* _What you need to do_:
1. Summarize the honey stick forum thread in two sentences.
2. In the honey stick forum thread, why did tinaw fire the person making sticks for them?
3. Extend the honey stick forum thread, picking up after its final sentence.

[BEGIN Text shown]

I live about 5 hours east of Salem and agree with Harry. Natures Kicks will custom pack a 5 gallon pail at a price that makes it profitable. We send 1-2 pails every year. If you do barrel quantities their pricing is super reasonable. 
I can usually find someone to haul buckets to Salem for me so I only pay freight on the finished product. Shipping is probably what kills you from the other side of the country, but then again, you can ship a lot of barrels for what it would cost to buy a machine. 
Read the history of Natures Kick (available on their website), its fascinating. They scaled up, and scaled up, and scaled up again. The question is what happened to the previous machines every time they scaled up.


----------



## tinaw (Jul 24, 2017)

Hi-new to this forum and the information here has been great! We are making honey sticks by hand now and looking for a machine. Had someone with a machine making for us but just fired them because over half the sticks were not sealed well and leaked in shipping  

My question is - for those of you making sticks either manually or by machine--How are you getting the air pockets out and how to best seal to ensure no leaking without making them impossible to open?

Thanks!!!


----------



## aunt betty (May 4, 2015)

The guy at the farmers market that I talked to about his honey when I asked where he got his honey sticks and if he had the machine to make them. He would not say.
The selection of sticks in his display had around two dozen colors and flavors so I had to ask. 
Then I moved over to his honey is jars and asked where it comes from. He said, "bees".

Funny how the jolly old man who looks like Santa got weird when questioned about the source of his honey. Everything he had in jars said "clover" on it. This season didn't have a very good clover flow here in East-central Illinois. It got hot and dry right when the clover flow began.

[END Text shown]
[BEGIN Information provided]

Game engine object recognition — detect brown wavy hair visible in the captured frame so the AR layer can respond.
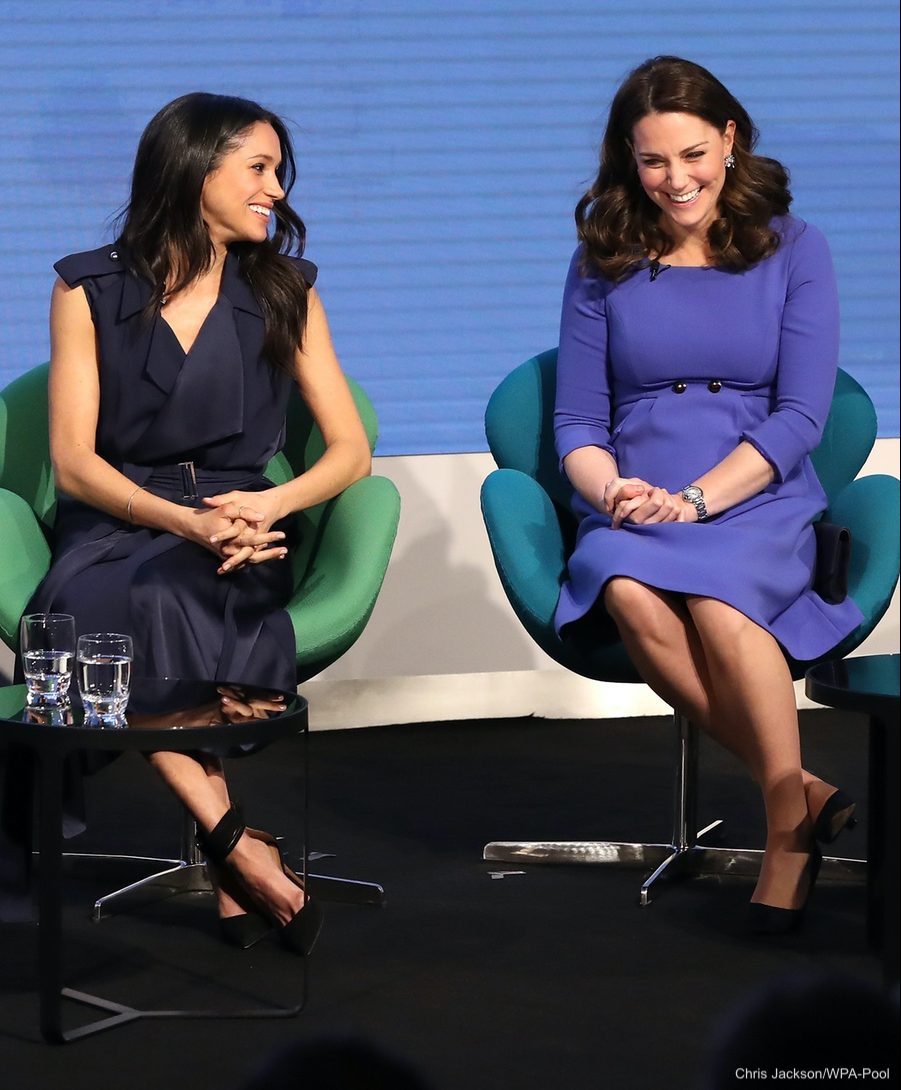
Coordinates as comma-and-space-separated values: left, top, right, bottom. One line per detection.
117, 92, 308, 374
575, 57, 791, 281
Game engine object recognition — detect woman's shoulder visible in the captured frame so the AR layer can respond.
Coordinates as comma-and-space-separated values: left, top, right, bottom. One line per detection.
53, 245, 125, 288
288, 255, 319, 288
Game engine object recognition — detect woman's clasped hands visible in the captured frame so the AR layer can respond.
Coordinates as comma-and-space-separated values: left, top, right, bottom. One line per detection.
204, 492, 288, 576
602, 477, 697, 530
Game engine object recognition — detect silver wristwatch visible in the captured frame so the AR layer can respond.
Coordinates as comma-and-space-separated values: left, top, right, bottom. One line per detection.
681, 484, 707, 522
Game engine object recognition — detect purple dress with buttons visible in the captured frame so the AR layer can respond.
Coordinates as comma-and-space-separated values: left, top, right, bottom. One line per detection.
555, 216, 863, 661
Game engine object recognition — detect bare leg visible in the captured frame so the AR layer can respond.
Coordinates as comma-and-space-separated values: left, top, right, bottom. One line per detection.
604, 577, 836, 818
604, 577, 742, 759
686, 597, 813, 908
147, 751, 304, 923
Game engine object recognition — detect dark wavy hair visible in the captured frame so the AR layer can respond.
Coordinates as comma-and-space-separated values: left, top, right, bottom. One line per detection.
117, 92, 307, 374
575, 57, 791, 281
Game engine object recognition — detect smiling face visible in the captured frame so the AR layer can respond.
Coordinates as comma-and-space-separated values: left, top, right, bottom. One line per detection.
200, 121, 284, 251
632, 113, 735, 242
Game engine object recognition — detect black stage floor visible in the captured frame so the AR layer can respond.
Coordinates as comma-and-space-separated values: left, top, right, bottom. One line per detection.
0, 711, 897, 1090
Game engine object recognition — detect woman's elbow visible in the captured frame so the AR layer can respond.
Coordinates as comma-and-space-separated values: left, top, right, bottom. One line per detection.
353, 443, 373, 481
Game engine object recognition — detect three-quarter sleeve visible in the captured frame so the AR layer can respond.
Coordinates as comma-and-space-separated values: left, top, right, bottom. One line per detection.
742, 223, 839, 481
553, 247, 616, 464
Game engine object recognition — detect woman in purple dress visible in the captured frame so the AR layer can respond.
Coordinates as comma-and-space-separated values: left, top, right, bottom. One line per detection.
32, 94, 369, 954
555, 57, 862, 932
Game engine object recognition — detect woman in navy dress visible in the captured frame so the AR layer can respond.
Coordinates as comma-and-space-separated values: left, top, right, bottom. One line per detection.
555, 57, 862, 932
32, 94, 369, 953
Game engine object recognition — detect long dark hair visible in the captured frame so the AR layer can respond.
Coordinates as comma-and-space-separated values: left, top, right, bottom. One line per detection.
117, 92, 307, 374
575, 57, 791, 280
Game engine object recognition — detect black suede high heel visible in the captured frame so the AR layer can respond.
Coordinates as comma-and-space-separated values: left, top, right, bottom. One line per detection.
197, 806, 273, 950
747, 844, 823, 935
241, 828, 322, 957
812, 788, 857, 844
198, 806, 322, 956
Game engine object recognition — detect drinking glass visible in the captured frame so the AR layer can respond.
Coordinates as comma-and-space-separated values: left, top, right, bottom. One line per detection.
20, 614, 75, 707
76, 632, 134, 727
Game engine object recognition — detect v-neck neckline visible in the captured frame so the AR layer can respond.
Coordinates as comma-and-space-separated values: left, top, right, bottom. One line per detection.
159, 292, 222, 360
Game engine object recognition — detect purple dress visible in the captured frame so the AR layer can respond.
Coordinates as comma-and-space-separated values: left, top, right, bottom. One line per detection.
28, 246, 316, 690
555, 216, 863, 661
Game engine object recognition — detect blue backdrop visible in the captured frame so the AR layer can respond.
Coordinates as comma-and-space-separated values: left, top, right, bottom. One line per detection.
0, 0, 899, 453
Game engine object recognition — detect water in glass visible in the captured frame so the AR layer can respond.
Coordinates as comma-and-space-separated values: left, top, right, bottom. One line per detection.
21, 614, 75, 706
77, 632, 132, 726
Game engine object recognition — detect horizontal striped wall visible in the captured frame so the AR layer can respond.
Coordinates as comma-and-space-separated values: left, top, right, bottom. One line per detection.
0, 0, 899, 455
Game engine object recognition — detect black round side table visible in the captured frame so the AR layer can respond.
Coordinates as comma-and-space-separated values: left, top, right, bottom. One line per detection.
0, 678, 307, 1043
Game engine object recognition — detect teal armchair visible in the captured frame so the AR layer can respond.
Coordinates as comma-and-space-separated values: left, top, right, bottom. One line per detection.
482, 349, 901, 905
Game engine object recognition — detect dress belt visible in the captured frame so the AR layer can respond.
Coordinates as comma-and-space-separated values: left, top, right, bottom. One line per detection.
144, 462, 261, 500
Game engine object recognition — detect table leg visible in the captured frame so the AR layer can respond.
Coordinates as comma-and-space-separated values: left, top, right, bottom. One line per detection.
867, 715, 901, 985
38, 752, 63, 1043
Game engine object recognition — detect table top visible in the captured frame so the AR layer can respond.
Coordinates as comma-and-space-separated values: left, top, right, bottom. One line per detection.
805, 655, 899, 716
0, 678, 307, 752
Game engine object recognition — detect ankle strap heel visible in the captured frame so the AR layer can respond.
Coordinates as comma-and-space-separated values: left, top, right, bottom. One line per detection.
197, 803, 246, 863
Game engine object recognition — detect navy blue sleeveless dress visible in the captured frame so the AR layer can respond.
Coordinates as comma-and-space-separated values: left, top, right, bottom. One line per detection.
28, 246, 316, 690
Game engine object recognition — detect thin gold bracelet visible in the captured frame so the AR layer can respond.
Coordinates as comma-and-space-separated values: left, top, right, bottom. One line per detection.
125, 484, 144, 523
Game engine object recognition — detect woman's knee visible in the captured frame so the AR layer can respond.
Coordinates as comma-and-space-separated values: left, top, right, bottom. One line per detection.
604, 576, 666, 630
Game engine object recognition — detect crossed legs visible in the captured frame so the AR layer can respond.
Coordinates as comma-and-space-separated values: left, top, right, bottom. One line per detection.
604, 577, 835, 908
147, 752, 304, 923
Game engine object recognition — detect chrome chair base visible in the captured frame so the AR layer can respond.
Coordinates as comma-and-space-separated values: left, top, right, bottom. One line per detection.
483, 837, 866, 907
80, 812, 386, 923
482, 713, 866, 906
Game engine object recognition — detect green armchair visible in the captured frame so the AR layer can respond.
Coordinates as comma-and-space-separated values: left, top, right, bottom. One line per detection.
482, 349, 901, 905
0, 364, 400, 919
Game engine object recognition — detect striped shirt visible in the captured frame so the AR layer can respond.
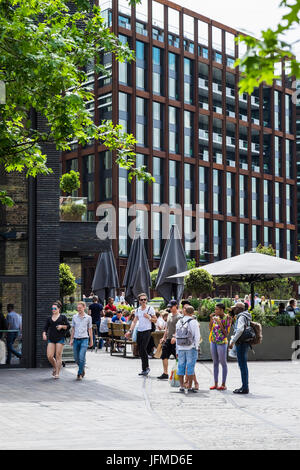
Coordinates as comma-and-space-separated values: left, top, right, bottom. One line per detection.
72, 313, 93, 339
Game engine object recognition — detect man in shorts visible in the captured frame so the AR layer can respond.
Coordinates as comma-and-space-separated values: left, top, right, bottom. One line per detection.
157, 300, 182, 380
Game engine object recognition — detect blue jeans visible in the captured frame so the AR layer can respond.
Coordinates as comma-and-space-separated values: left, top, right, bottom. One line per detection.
6, 333, 22, 364
236, 343, 250, 390
177, 348, 198, 375
73, 338, 89, 375
210, 343, 228, 384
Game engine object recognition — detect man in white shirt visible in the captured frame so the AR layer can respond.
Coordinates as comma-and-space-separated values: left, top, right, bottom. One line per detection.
172, 305, 201, 392
125, 293, 157, 376
70, 302, 93, 380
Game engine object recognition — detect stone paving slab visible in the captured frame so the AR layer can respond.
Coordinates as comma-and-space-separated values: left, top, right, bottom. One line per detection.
0, 351, 300, 450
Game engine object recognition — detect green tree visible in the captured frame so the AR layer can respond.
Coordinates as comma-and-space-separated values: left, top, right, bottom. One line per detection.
59, 170, 80, 194
59, 263, 77, 301
0, 0, 153, 203
150, 268, 158, 289
185, 268, 213, 297
235, 0, 300, 94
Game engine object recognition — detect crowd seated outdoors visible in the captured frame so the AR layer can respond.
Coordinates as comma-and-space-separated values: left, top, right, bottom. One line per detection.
77, 292, 300, 358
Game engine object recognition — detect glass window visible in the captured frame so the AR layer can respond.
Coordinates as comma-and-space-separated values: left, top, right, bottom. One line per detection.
199, 166, 208, 212
240, 224, 249, 255
184, 111, 194, 157
275, 181, 282, 223
274, 90, 282, 131
264, 180, 272, 220
213, 220, 222, 261
198, 20, 208, 46
118, 34, 130, 85
136, 97, 147, 147
153, 101, 164, 150
251, 178, 259, 219
227, 222, 236, 258
136, 41, 147, 90
239, 175, 248, 218
152, 1, 164, 42
274, 136, 282, 176
136, 153, 147, 203
184, 163, 195, 211
213, 170, 222, 214
226, 173, 235, 216
184, 57, 193, 104
152, 212, 162, 258
82, 155, 95, 202
169, 106, 179, 153
99, 151, 112, 201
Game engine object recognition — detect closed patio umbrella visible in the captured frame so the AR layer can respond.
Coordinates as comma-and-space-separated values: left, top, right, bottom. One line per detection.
166, 252, 300, 308
92, 242, 120, 303
156, 225, 187, 304
123, 233, 151, 305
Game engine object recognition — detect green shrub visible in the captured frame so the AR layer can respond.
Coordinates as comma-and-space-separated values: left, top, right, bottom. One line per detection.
150, 268, 158, 290
59, 170, 80, 194
189, 297, 200, 310
59, 263, 77, 300
185, 268, 213, 297
158, 301, 168, 310
60, 202, 86, 221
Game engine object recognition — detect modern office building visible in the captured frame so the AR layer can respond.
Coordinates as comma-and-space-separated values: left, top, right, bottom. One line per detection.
296, 80, 300, 255
0, 0, 300, 367
62, 0, 297, 281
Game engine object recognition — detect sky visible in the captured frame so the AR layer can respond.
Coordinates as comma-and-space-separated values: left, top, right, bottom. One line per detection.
172, 0, 300, 60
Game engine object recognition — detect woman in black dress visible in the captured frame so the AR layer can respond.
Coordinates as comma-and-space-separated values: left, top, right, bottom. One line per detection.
43, 301, 71, 379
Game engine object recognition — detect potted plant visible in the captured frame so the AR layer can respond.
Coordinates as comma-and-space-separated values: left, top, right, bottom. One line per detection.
60, 170, 86, 222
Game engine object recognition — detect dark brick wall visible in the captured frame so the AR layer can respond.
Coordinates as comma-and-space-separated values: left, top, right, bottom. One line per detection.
32, 114, 60, 367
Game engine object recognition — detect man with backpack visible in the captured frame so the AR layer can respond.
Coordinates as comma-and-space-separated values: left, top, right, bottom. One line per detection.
229, 302, 252, 394
173, 305, 200, 392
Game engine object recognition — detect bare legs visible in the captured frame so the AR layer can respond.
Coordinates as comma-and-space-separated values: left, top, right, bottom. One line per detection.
47, 343, 64, 377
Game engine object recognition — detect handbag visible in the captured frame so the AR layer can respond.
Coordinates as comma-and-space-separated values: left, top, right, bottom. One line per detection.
154, 343, 162, 359
169, 359, 180, 387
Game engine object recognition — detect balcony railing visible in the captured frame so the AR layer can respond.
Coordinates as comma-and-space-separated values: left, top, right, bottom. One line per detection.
59, 196, 87, 222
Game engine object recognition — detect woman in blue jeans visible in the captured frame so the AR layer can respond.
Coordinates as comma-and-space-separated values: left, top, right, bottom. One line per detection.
229, 302, 252, 394
70, 302, 93, 380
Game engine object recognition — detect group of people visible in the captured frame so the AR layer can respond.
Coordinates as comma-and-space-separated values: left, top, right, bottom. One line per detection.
43, 293, 251, 394
158, 300, 251, 394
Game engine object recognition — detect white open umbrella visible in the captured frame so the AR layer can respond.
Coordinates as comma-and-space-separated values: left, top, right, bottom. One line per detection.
166, 252, 300, 306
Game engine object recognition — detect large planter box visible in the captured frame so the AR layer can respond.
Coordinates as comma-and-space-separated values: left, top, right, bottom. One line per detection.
199, 322, 295, 362
248, 326, 295, 361
199, 321, 211, 361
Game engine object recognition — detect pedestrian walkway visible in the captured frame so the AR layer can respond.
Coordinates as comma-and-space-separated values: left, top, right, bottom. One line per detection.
0, 351, 300, 450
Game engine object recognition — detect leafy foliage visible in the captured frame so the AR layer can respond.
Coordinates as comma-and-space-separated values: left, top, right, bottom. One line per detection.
185, 268, 213, 297
235, 0, 300, 94
0, 0, 153, 203
150, 268, 158, 289
59, 170, 80, 194
59, 263, 77, 299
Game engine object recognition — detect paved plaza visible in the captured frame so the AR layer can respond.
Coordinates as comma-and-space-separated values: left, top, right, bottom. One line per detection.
0, 351, 300, 450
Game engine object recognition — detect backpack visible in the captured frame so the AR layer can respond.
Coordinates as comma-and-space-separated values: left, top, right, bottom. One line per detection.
176, 318, 194, 346
237, 315, 262, 345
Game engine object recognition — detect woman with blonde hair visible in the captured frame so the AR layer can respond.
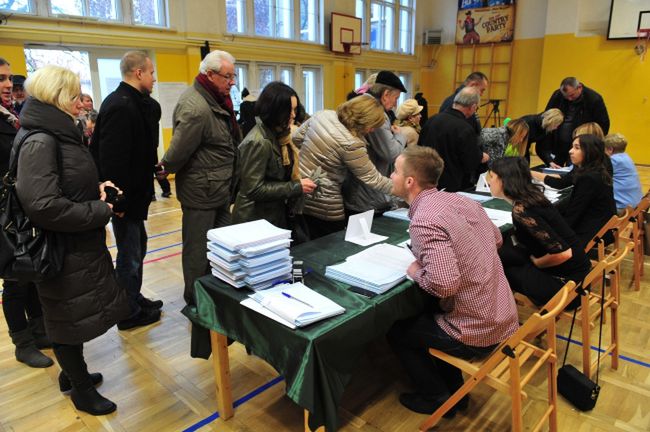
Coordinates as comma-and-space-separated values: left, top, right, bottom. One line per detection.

[END Information provided]

* _Task-by-task outputs_:
1. One poster recommends having Natures Kick custom pack 5 gallon pails of honey, calling their pricing reasonable and noting that many barrels can be shipped for the cost of a machine. Another poster asks how to get air pockets out of honey sticks and seal them without leaks, and a third describes a farmers market seller who would not say where his honey sticks or his honey came from.

2. Over half the sticks were not sealed well and leaked in shipping.

3.
When my customers ask me the same question I walk them over to the hives. I sell my honey literally in the bee yard. 
Still get a lot of goofy questions.


----------



## Arbol (Apr 28, 2017)

honey stick manifolds sell for 300+
you can make them for 30
the manifolds are sold on amazon for 20
so frigging easy to make them
why pay someone such a markup is beyond me
def highway robbery


----------



## jcase (Jul 30, 2016)

Arbol said:


> honey stick manifolds sell for 300+
> you can make them for 30
> the manifolds are sold on amazon for 20
> so frigging easy to make them
> ...


can you post a guide or resources?


----------



## E.T.'sBees (Nov 28, 2021)

jcase said:


> can you post a guide or resources?






This is me making mine


----------



## Johnnymms (Feb 7, 2020)

Great video thanks for sharing


----------



## E.T.'sBees (Nov 28, 2021)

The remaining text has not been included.